[Task data Boundary: Start]
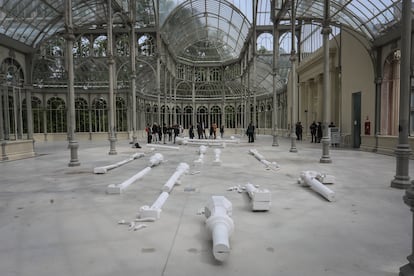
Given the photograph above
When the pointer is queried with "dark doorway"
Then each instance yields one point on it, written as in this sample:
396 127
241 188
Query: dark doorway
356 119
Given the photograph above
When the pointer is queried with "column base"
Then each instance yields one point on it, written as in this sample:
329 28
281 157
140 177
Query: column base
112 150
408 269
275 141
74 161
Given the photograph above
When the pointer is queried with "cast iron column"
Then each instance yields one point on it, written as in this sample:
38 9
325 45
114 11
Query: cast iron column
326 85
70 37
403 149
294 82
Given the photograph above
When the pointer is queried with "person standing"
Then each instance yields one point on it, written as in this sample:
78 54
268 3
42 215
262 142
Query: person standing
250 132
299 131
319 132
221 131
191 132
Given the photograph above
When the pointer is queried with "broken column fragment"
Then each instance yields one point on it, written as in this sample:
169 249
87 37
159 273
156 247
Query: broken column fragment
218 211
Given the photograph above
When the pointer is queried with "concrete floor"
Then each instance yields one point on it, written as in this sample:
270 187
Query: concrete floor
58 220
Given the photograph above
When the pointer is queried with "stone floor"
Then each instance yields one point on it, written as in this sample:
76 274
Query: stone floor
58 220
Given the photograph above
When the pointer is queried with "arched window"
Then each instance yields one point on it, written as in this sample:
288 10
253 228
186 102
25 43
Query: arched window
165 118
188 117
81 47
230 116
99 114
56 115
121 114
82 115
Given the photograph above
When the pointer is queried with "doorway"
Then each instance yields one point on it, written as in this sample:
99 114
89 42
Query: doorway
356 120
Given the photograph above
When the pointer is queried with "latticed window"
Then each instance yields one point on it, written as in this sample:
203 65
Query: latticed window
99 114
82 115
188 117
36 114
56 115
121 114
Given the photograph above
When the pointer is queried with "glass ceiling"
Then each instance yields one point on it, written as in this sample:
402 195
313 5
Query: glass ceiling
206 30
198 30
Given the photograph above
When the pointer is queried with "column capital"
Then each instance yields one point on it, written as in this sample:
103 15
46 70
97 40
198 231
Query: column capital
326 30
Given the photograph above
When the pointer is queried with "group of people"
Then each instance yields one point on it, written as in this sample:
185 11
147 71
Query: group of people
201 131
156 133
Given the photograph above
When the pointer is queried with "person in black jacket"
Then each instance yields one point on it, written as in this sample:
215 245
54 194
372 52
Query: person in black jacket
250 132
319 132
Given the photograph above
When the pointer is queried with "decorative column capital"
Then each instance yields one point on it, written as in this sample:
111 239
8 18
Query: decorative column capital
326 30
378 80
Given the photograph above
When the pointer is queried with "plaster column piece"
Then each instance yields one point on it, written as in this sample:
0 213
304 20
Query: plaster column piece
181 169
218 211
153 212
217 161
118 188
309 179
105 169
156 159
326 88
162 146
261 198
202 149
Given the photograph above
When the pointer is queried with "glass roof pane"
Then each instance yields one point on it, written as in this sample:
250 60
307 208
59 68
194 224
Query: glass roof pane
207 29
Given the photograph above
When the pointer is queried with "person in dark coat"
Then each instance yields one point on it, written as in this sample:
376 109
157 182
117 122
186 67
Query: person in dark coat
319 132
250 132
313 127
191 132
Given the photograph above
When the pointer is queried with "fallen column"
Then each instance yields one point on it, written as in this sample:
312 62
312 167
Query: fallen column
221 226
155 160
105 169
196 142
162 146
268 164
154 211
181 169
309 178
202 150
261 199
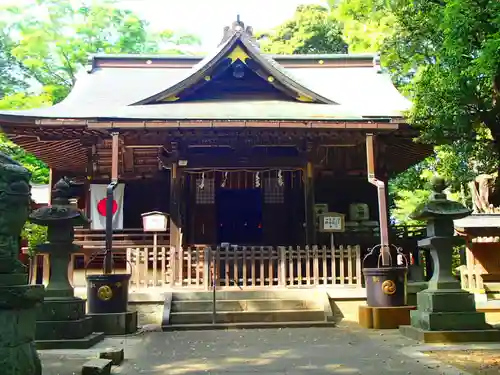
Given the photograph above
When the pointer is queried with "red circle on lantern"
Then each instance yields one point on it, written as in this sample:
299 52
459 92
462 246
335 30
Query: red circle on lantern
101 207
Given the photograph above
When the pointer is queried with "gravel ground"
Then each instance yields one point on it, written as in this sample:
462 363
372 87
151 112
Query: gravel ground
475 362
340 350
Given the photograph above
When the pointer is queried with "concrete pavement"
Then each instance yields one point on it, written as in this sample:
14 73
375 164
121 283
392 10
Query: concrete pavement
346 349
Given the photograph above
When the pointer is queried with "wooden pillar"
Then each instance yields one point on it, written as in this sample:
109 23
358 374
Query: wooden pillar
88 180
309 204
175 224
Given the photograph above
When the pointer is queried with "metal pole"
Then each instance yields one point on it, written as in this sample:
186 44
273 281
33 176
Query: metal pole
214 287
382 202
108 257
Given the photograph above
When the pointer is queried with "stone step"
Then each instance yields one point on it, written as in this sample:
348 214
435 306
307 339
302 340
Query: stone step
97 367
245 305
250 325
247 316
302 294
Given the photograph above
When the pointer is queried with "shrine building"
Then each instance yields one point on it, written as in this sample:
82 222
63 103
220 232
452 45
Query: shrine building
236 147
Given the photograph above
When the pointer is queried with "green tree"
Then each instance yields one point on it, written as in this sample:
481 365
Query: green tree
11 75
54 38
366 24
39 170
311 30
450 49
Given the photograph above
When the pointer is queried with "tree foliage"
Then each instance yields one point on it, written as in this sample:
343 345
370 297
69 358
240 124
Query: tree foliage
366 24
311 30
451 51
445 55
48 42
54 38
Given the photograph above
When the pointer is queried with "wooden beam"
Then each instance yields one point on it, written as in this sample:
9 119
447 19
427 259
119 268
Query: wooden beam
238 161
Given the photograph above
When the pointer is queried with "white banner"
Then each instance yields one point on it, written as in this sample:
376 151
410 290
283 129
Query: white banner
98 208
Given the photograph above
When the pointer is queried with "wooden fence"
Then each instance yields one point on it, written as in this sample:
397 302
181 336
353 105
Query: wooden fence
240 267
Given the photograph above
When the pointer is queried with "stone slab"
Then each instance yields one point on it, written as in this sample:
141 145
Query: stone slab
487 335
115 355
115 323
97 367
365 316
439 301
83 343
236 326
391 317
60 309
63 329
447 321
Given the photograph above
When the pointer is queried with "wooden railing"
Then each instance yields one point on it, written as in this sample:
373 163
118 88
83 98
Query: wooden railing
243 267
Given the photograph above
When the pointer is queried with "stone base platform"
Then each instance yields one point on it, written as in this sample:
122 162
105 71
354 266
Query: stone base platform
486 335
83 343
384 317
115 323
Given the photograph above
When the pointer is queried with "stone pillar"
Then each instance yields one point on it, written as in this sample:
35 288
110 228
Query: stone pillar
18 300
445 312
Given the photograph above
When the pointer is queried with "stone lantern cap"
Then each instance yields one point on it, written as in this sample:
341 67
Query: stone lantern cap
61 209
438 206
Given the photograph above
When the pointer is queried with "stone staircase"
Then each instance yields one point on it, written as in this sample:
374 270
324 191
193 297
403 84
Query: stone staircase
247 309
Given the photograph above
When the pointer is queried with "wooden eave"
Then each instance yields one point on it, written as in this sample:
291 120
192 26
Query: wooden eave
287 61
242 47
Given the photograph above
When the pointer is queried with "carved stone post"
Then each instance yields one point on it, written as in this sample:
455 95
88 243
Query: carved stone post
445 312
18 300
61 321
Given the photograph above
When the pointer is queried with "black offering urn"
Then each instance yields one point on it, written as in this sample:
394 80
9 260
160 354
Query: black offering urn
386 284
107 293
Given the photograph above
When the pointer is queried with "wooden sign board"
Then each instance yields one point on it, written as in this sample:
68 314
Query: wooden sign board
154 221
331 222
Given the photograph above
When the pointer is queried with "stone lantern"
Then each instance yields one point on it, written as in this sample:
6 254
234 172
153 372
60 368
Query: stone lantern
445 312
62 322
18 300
[Task data Boundary: End]
Please copy out each line above exactly as written, but not the pictures.

Given the photograph above
When the pointer is queried with "dark doorway"
Then each instance yields one point on it, written as in this sample:
396 127
241 188
Query: dark doorway
356 119
Given the photograph above
When the pointer is queried with "column base"
Then each instance yields one point on it, written as in this sample:
329 28
281 157
140 177
Query: column base
112 150
408 269
275 141
74 161
Given the photograph above
When the pointer is queried with "cast iron column"
Then each instance yields one point on it, written as in this sample:
38 9
325 45
114 11
Query: cast iron column
326 85
70 37
403 149
294 82
Given the photograph above
When the pointer is queried with "person standing"
Then each instance yields one point on it, written as in this sample:
78 54
268 3
42 215
262 142
Query: person standing
250 132
299 131
319 132
221 131
191 132
Given the photograph above
When the pointer is queried with "broken column fragment"
Then each instance yields one point on it, written as in this sample:
169 249
87 37
159 273
156 247
Query: broken column fragment
218 211
Given the photograph above
When the pointer is queried with "concrete floor"
Then each instance yields one point on it, written as in this sample:
270 187
Query: concrete floor
58 220
Given the photograph above
When the pointer is queried with "stone floor"
Then each instance yields one point on it, written as in this sample:
76 274
Query: stone floor
58 220
Given the photograph above
When the pointer is queried with "arched window"
Then each instance yields one point on it, written as in this sample:
288 10
253 228
186 102
25 43
Query: arched window
165 118
188 117
81 47
230 116
99 114
56 115
121 114
82 115
Given the photograph above
When the pointer is queried with "doorway"
Then each instance yields one point on it, written as in this sample:
99 114
89 42
Query: doorway
356 120
Given the photograph above
When the pointer is queried with "latticed window"
Then each instance yields one point on it, written as in this sample:
203 65
Query: latticed window
99 114
82 115
188 117
36 114
56 115
121 114
Given the photograph above
When the pointer is queried with "glass ceiling"
Then each instance yields one point on it, written as in this sample:
402 195
313 5
Query: glass ceiling
206 30
198 30
Given the photograph above
When the pointer is queried with "column capital"
Then each instance yields one point on it, written as in this sample:
103 15
46 70
97 40
198 231
Query: column capital
326 30
Given the photograph above
When the pointer is queried with "group of people"
Then each instance yields one point on it, written as in this sample:
185 11
147 71
Query: group of people
201 131
156 133
Given the photograph above
When the pointer is queried with "person in black jacket"
Then each instance yields one point on it, written as in this sample:
215 245
54 194
372 52
Query: person in black jacket
250 132
319 132
Given the photograph above
When the pointer is queried with "decorative column capital"
Then each instance yields one point on it, written as in this sample:
111 239
8 18
Query: decorative column capital
326 30
378 80
Given the photograph above
When the pointer is queried with "plaster column piece"
Then each instance yields one point on it, written as in this sample:
0 213
304 20
Query: plaster column piece
181 169
218 211
153 212
217 161
118 188
309 179
105 169
156 159
326 88
162 146
261 198
202 149
Given the photograph above
When the pointer is queried with "glass roof pane"
Then each instance yields one point on it, written as in this sample:
250 60
307 208
59 68
194 224
Query: glass roof pane
207 29
Given the photograph above
When the pointer is queried with "person in dark coat"
Then each instance yields one point on it, written as in this sample:
376 109
157 182
117 122
186 67
Query: person in dark coat
319 132
250 132
313 127
191 132
Given the photograph above
When the pointer is queried with "fallen column"
Then each instance yields one point on it, written as in this sample:
312 62
312 167
Query: fallen column
221 226
155 160
105 169
196 142
162 146
268 164
154 211
181 169
309 178
202 150
261 199
Given the photograph above
When the pointer is queried with "red circle on lantern"
Then each instance yields one point on it, written as in this sample:
299 52
459 92
462 246
335 30
Query: red circle on lantern
101 207
Given the photograph above
When the pointer is queried with "gravel ground"
Then each instance yields one point on it, written as in this sample:
462 363
372 87
151 112
Query: gravel ground
475 362
340 350
Given the photograph above
When the pointer is queried with "concrete pavement"
Then each instance yields one point on it, written as in this sample:
14 73
375 164
121 283
392 10
Query: concrete pavement
346 349
Given the photograph above
When the pointer is queried with "wooden pillar"
Then each instance yields one point on it, written as in this sample:
109 23
358 374
Query: wooden pillar
88 180
309 204
175 224
Given the photograph above
When the pointer is queried with "metal pole"
Then each instance yields one point on it, written as in this sample:
186 44
273 281
33 176
Query: metal pole
214 287
382 202
108 257
Given the photograph above
When the pointer is queried with "stone step"
Then each instance yields one point on it, written as in this sample:
348 214
435 306
307 339
302 340
Query: stone step
97 367
245 305
250 325
247 316
302 294
Given the photograph above
When the pointer is queried with "shrine building"
Then each instance yields one point on it, written as in this sample:
82 222
63 103
220 232
452 45
Query: shrine building
236 147
Given the photograph above
When the pointer is queried with "green tree"
Then each instance yields one point on it, written as in this sample:
481 365
Query: green tree
11 75
54 38
366 24
39 170
311 30
450 49
Given the photograph above
When the pointer is queried with "tree foliage"
Then each instance yields one point on it, written as in this sample:
343 345
370 297
69 358
240 124
Query: tree foliage
366 24
311 30
451 51
445 55
48 42
54 38
Given the photograph above
When the pointer is queried with "wooden beam"
Then each instance yields one point on it, written as in this sample:
9 119
447 19
427 259
119 268
Query: wooden beam
238 161
Given the photograph above
When the pointer is queried with "white banner"
Then each instance yields one point on it, written as in this sample:
376 151
410 290
283 129
Query: white banner
98 208
Given the photograph above
When the pointer is queried with "wooden fence"
Then each instance yields one point on it, written as in this sample:
397 302
181 336
353 105
Query: wooden fence
240 267
Given the photograph above
When the pointer is queried with "stone slab"
Then each instance yields one point on it, written as in this sample:
141 145
Query: stone slab
487 335
115 355
115 323
97 367
365 316
439 301
83 343
236 326
391 317
60 309
63 329
447 321
Given the photograph above
When the pointer is queried with "wooden railing"
Then each instance yields one point on it, written as in this sample:
373 163
118 88
83 98
Query: wooden railing
243 267
Given the photograph above
When the pointer is queried with "stone base platform"
Then each instance yields one point on it, written as in this sample:
122 162
105 71
354 266
Query: stone base platform
486 335
83 343
384 317
115 323
Given the photograph above
When the pointer is queried with "stone pillar"
Then each instance yields one point on it, written as in this sample:
35 288
110 228
Query: stone pillar
18 300
445 312
Given the photograph above
When the pointer is queried with "stone lantern cap"
Then each instance yields one point on it, written as in this sample:
341 67
Query: stone lantern cap
61 209
438 206
Given the photograph above
When the pointer is queried with "stone staircase"
Then each instance yields one point on it, written as in this sample:
374 270
324 191
193 297
403 84
Query: stone staircase
247 309
Given the photograph above
When the pointer is queried with "wooden eave"
Then each instance yields one point on it, written as in this sample:
291 120
192 26
Query: wooden eave
287 61
242 47
Given the photograph above
When the pointer is queried with "carved stone post"
Then each instance yields one point on it, written as in this sample:
455 95
88 243
Query: carved stone post
445 312
18 300
61 321
Given the photograph above
When the pointer is queried with "black offering urn"
Then each instance yields one point on it, written as in this sample:
394 80
9 260
160 354
Query: black offering urn
386 284
107 293
Given the photograph above
When the pointer is queried with "wooden sign board"
Then each instance yields one point on it, written as in this sample:
68 314
Query: wooden sign board
154 221
331 222
Given the photograph above
When the pointer is queried with "stone lantern"
Then each instance yields one point on it, written as in this sample:
6 254
234 172
153 372
60 368
Query: stone lantern
445 312
62 322
18 300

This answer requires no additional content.